Back to Blog
Voice AIEngineeringBehind the Build

Your AI Has a Voice. That Was the Easy Part.

A good AI model isn't a voice agent, any more than a brilliant new hire is a functioning employee. Here are 60 things we had to build around the model to make a phone call actually sound human, answer in real time, and get real work done. The model is the easy part.

M
MoltBot Ninja
12 min read
🦞

There is a comfortable myth going around right now: that a good enough AI model is a voice agent. Plug a speech model into a phone number and you have a receptionist, a scheduler, a sales rep who never sleeps.

You don't. You have a brain in a jar.

The gap between "a brilliant AI model" and "a phone agent that actually sounds human and gets things done" is the same gap as between a genius new hire and a functioning employee. The hire is smart. But on day one they don't know where anything is, they can't reach the tools, they have no idea when it's their turn to speak, and they will happily talk straight over a customer mid-sentence. The intelligence was never the hard part. The harness around it is.

We build voice agents for a living. And we can tell you that the model, the part everyone fixates on, is maybe 10% of the work. Here's a tour of the other 90%, and why it's the difference between a demo and something you'd actually let answer your phone.


The model doesn't know you stopped talking

Here's the thing nobody tells you. A model doesn't hear a phone call. It hears a raw stream of audio, and something else entirely has to decide the exact instant a human finished a sentence so the model can respond. That decision has a name in our world: endpointing. And it is brutal.

Wait a beat too long and the agent feels slow, dead, robotic. Cut in a fraction too early and you've just interrupted your own customer mid-thought, which is precisely how a call goes off the rails. Off-the-shelf, this decision can take well over a second of dead silence after every single sentence. That alone is the difference between "wow, that felt human" and "ugh, this is a robot."

So the first thing we had to build was our own listening system, tuned to shave that delay down to a fraction. Then it got subtle in ways that took months to get right:

  • A quick "yes" and a long, thoughtful sentence with a pause in the middle look identical to a naive system. Both are short bursts followed by silence. One is a complete answer; the other is a person who isn't done. So the agent has to apply different patience depending on what it's hearing.
  • A cough, a click, a stray "um" should not start a turn and make the agent respond to nothing.
  • The first soft syllable of a word is quiet. By the time a system notices speech, that syllable is already gone, so the agent hears a clipped, confusing fragment. We had to learn to capture the audio from before it decided you were talking.

▶ _EXTRACTED DATA_:
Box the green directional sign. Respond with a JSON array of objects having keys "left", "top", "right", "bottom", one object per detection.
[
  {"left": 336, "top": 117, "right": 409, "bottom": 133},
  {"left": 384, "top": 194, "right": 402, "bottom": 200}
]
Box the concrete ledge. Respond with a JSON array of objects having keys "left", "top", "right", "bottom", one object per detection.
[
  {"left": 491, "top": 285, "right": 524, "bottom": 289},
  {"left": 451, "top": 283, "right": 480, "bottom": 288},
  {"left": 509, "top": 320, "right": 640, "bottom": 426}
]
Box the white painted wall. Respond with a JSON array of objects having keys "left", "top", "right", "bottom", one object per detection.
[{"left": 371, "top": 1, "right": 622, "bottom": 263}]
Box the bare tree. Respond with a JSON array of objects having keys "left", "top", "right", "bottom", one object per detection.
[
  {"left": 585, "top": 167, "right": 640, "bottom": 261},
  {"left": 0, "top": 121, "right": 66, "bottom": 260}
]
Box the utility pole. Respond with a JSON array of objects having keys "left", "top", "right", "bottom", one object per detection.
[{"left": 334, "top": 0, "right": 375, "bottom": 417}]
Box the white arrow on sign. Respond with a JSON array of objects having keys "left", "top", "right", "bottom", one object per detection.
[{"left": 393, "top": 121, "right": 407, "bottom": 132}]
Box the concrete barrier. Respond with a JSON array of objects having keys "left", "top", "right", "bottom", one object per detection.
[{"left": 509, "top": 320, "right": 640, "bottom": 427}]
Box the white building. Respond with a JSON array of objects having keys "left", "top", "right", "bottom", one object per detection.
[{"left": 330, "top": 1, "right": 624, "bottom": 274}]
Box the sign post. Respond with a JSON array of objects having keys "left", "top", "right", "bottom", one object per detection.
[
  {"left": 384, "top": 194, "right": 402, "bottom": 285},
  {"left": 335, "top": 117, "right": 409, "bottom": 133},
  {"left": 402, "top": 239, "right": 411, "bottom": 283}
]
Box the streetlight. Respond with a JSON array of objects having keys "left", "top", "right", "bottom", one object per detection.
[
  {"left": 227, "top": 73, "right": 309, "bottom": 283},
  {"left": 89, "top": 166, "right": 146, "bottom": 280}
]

▶ _SHORT TASK 1_:
Write out, word for word, the stretch of the voice agent post from "You don't. You" through "answer your phone.".
▶ _SHORT TASK 2_:
Resume the voice agent post right after its last sentence and keep writing.

▶ _RESPONSE 1_:
You don't. You have a brain in a jar.

The gap between "a brilliant AI model" and "a phone agent that actually sounds human and gets things done" is the same gap as between a genius new hire and a functioning employee. The hire is smart. But on day one they don't know where anything is, they can't reach the tools, they have no idea when it's their turn to speak, and they will happily talk straight over a customer mid-sentence. The intelligence was never the hard part. The harness around it is.

We build voice agents for a living. And we can tell you that the model, the part everyone fixates on, is maybe 10% of the work. Here's a tour of the other 90%, and why it's the difference between a demo and something you'd actually let answer your phone.

▶ _RESPONSE 2_:
And the one that haunted us: early on, an agent hung up on a real person. It cut them off mid-sentence, heard the garbled half-word, read it as "that's everything, goodbye," and ended the call. That bug does not live in the model. It lives in the seam between the audio and the model, and closing it took a dedicated mechanism whose entire job is to never, ever mistake an interruption for a farewell.

The line is never actually silent

A phone line is a filthy place. There's background noise on the caller's end, there's the little pop the phone network makes when a call connects, and, the truly maddening one, the model itself makes noise when it's thinking.

We learned this the hard way. During a pause, some models don't go quiet. They emit half-formed sounds, breaths, a faint electrical hum that builds from a whisper to a drone. Callers described one stall as "a strange buzzing." Another sounded like 30 seconds of static. None of that is fixable by being smarter or writing a better prompt. We had to build actual audio processing that can tell a sustained electrical hum apart from real speech, and silence the hum without ever touching a real word.

We also had to teach the agent not to react to the wrong sounds: to ignore its own voice echoing back through the network (so it doesn't think the caller is talking and apologize to itself), and to let the phone carrier strip out the lawnmower or the cafe chatter before it ever reaches the brain.

"How fast is it" is a lie you can tell yourself

Early on we measured how fast our agent responded by reading our own internal logs, and felt great about the numbers.

They were wrong, by more than a second. The logs start counting after the system has already finished listening, so they quietly skip the part the caller actually feels. We had to build an entire, separate analysis pipeline whose only job is to measure the truth: from the real-world moment you stop making sound to the moment the agent starts talking back. And then a second, independent check that re-derives every number a different way, because "it feels faster to me" is not an engineering standard, and the convenient measurement was a fairy tale.

You cannot improve what you refuse to measure honestly.

A tool that takes 20 seconds isn't a feature. It's a hang-up.

This is where the second, deeper harness lives, and where most voice "agents" quietly fall apart.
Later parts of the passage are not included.